■ Directions for this task:
Word for word, give again the lines of the material below, from the one holding "96L524 132L471 78L408" to the last, with nothing added.

Start of Block

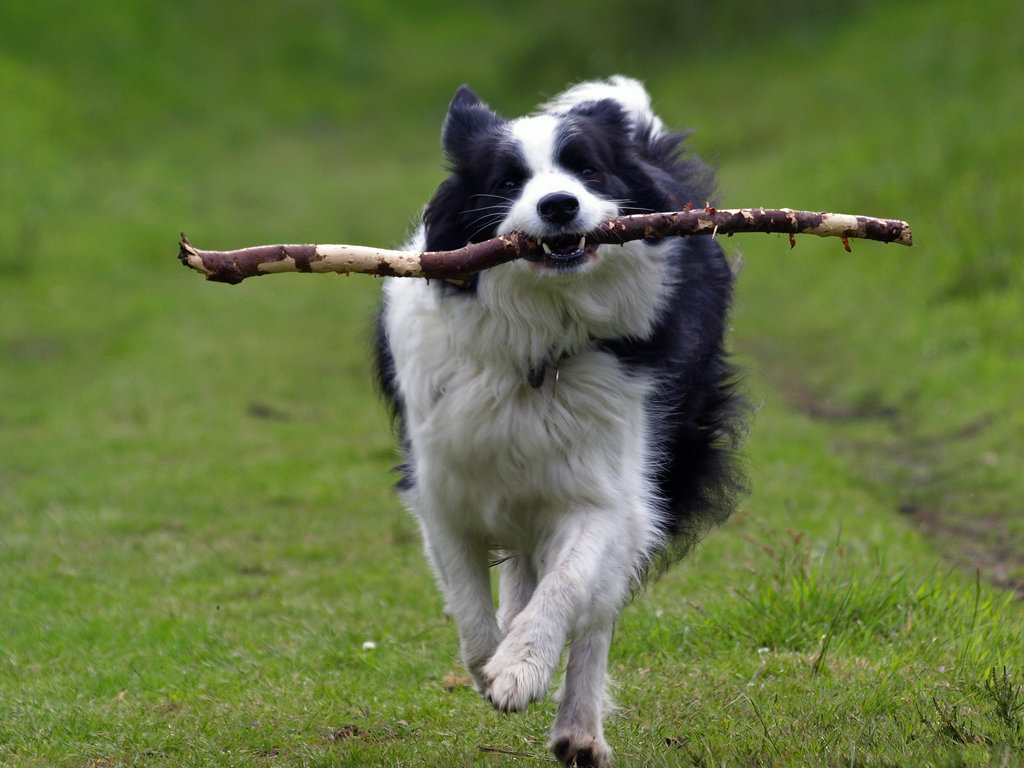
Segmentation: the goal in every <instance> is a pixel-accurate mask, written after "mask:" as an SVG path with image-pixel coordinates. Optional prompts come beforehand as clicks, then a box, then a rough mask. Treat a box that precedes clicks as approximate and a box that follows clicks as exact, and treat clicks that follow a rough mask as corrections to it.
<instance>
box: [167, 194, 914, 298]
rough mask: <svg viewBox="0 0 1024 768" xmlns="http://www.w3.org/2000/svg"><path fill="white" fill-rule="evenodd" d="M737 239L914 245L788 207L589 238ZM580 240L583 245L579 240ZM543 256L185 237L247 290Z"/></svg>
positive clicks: (530, 245)
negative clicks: (868, 241) (263, 283)
mask: <svg viewBox="0 0 1024 768" xmlns="http://www.w3.org/2000/svg"><path fill="white" fill-rule="evenodd" d="M736 232H769V233H771V232H780V233H787V234H790V244H791V246H792V245H794V243H795V241H794V236H796V234H817V236H819V237H822V238H829V237H831V238H840V239H842V240H843V243H844V245H845V246H846V248H847V250H850V245H849V242H848V239H850V238H860V239H864V240H874V241H879V242H882V243H899V244H900V245H904V246H909V245H912V244H913V239H912V237H911V234H910V227H909V225H908V224H907V223H906V222H905V221H897V220H895V219H879V218H873V217H871V216H851V215H848V214H842V213H814V212H811V211H792V210H790V209H787V208H781V209H766V208H733V209H723V210H717V209H715V208H712V207H710V206H709V207H707V208H702V209H692V210H685V211H673V212H666V213H647V214H639V215H634V216H620V217H618V218H614V219H609V220H608V221H605V222H604V223H602V224H600V225H599V226H597V227H596V228H595V229H593V230H592V231H590V232H588V233H587V236H586V241H587V243H588V244H614V245H621V244H623V243H627V242H629V241H632V240H640V239H645V238H646V239H658V238H669V237H686V236H690V234H729V236H731V234H734V233H736ZM574 240H579V236H575V238H574ZM552 245H554V244H552ZM540 252H541V244H539V243H538V242H537V241H536V240H534V239H532V238H529V237H528V236H526V234H524V233H522V232H511V233H509V234H503V236H501V237H499V238H494V239H492V240H487V241H483V242H482V243H471V244H470V245H468V246H465V247H464V248H459V249H456V250H454V251H426V252H424V253H416V252H415V251H388V250H384V249H380V248H369V247H367V246H346V245H274V246H256V247H253V248H242V249H239V250H237V251H202V250H199V249H198V248H195V247H194V246H193V245H191V244H190V243H189V242H188V239H187V238H185V236H184V233H182V234H181V242H180V247H179V251H178V258H179V259H180V260H181V263H183V264H185V265H186V266H189V267H191V268H193V269H197V270H199V271H201V272H203V273H204V274H206V276H207V280H212V281H217V282H220V283H241V282H242V281H243V280H245V279H246V278H254V276H257V275H260V274H269V273H272V272H360V273H365V274H378V275H394V276H400V278H427V279H437V280H456V281H458V280H465V279H466V278H468V276H469V275H471V274H473V273H475V272H478V271H480V270H482V269H487V268H489V267H493V266H497V265H499V264H502V263H505V262H506V261H511V260H512V259H516V258H519V257H527V258H528V257H530V256H536V255H537V254H539V253H540Z"/></svg>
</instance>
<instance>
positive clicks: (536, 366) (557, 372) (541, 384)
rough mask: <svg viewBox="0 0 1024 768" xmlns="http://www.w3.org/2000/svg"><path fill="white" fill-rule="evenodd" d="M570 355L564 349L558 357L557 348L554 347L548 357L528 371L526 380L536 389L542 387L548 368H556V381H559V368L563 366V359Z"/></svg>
mask: <svg viewBox="0 0 1024 768" xmlns="http://www.w3.org/2000/svg"><path fill="white" fill-rule="evenodd" d="M568 356H569V353H568V352H565V351H563V352H562V353H561V354H559V355H558V356H557V357H556V356H555V348H554V347H552V348H551V351H550V352H548V356H547V357H546V358H544V359H543V360H541V361H540V362H538V364H537V365H536V366H534V367H532V368H529V369H528V370H527V371H526V381H527V382H529V385H530V386H531V387H534V389H540V388H541V386H543V384H544V379H545V377H546V376H547V374H548V369H549V368H553V369H555V382H556V383H557V381H558V373H559V369H560V368H561V365H562V361H563V360H564V359H565V358H566V357H568Z"/></svg>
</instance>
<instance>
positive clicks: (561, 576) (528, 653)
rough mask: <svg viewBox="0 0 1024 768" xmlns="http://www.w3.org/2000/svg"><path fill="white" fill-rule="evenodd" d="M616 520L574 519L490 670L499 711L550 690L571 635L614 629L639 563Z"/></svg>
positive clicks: (524, 700) (529, 700) (506, 708)
mask: <svg viewBox="0 0 1024 768" xmlns="http://www.w3.org/2000/svg"><path fill="white" fill-rule="evenodd" d="M613 520H614V517H613V515H611V514H608V515H599V514H598V515H580V516H578V517H575V518H574V519H572V520H571V521H570V522H567V523H566V525H565V528H564V529H563V530H562V532H561V536H560V537H558V538H559V539H560V540H561V542H562V544H561V546H560V549H559V550H557V551H553V552H551V553H550V557H549V560H550V561H551V567H550V568H549V569H548V570H547V572H546V573H545V574H544V577H543V578H542V579H541V581H540V583H539V584H538V586H537V589H536V590H535V591H534V595H532V597H531V598H530V600H529V602H528V603H527V605H526V607H524V608H523V609H522V610H521V611H520V612H519V614H518V615H516V616H515V617H514V618H512V621H511V622H510V623H509V628H508V632H507V633H506V635H505V637H504V639H503V640H502V641H501V643H500V644H499V646H498V649H497V650H496V651H495V654H494V656H493V657H492V658H490V660H489V662H488V663H487V664H486V666H485V667H484V668H483V674H484V677H485V679H486V691H485V693H486V696H487V698H488V699H490V702H492V703H493V705H494V706H495V708H496V709H498V710H501V711H503V712H512V711H518V710H522V709H524V708H525V707H526V706H527V705H528V703H529V702H530V701H536V700H538V699H539V698H541V696H543V695H544V692H545V691H546V690H547V689H548V686H549V685H550V684H551V679H552V676H553V675H554V671H555V668H556V667H557V666H558V662H559V659H560V658H561V653H562V649H563V648H564V646H565V641H566V639H567V638H568V636H569V634H570V633H571V632H573V631H575V630H577V629H578V628H581V627H583V628H585V629H590V628H591V627H595V626H602V625H604V624H607V625H608V626H609V627H610V624H611V622H612V621H613V620H614V615H615V613H616V612H617V610H618V608H620V607H621V606H622V604H623V602H624V601H625V599H626V597H627V595H628V594H629V585H630V579H631V577H632V568H631V567H630V565H629V563H632V562H633V560H632V558H631V557H630V554H631V553H630V551H629V550H630V549H631V548H630V547H629V545H628V544H625V543H624V541H623V539H624V538H623V537H622V536H621V535H618V534H617V532H616V530H615V526H614V524H609V521H611V523H613Z"/></svg>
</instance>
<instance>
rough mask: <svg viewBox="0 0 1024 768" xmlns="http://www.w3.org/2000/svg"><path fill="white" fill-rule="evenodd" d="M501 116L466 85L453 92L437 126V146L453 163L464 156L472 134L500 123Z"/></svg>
mask: <svg viewBox="0 0 1024 768" xmlns="http://www.w3.org/2000/svg"><path fill="white" fill-rule="evenodd" d="M501 123H502V119H501V118H500V117H498V115H496V114H495V113H494V112H493V111H492V110H490V108H489V106H487V105H486V104H485V103H483V101H481V100H480V99H479V98H477V96H476V94H475V93H473V91H471V90H470V89H469V87H468V86H465V85H463V86H461V87H460V88H459V90H457V91H456V93H455V97H454V98H453V99H452V103H451V104H450V105H449V114H447V117H446V118H445V119H444V127H443V128H442V129H441V147H442V148H443V150H444V154H445V155H447V156H449V158H450V159H451V160H452V161H453V162H458V159H459V158H462V157H465V155H466V152H467V150H468V148H469V146H470V145H471V143H472V140H473V138H474V137H475V136H478V135H479V134H480V133H482V132H484V131H488V130H493V129H494V128H497V127H498V126H499V125H501Z"/></svg>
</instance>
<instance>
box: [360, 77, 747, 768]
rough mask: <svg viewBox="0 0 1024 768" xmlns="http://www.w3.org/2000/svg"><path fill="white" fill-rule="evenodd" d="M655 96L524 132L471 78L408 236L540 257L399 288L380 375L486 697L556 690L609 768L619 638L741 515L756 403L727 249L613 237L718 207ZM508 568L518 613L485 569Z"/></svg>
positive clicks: (432, 550) (556, 120)
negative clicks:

End of Block

■ Exercise output:
rough mask: <svg viewBox="0 0 1024 768" xmlns="http://www.w3.org/2000/svg"><path fill="white" fill-rule="evenodd" d="M655 96L524 132L471 78L408 236L540 257L399 288L380 375L486 697L556 690L609 768L619 638L741 515L756 403L727 249L613 237L718 207ZM508 568L518 613L485 569Z"/></svg>
positive clicks: (432, 550) (556, 120)
negative clicks:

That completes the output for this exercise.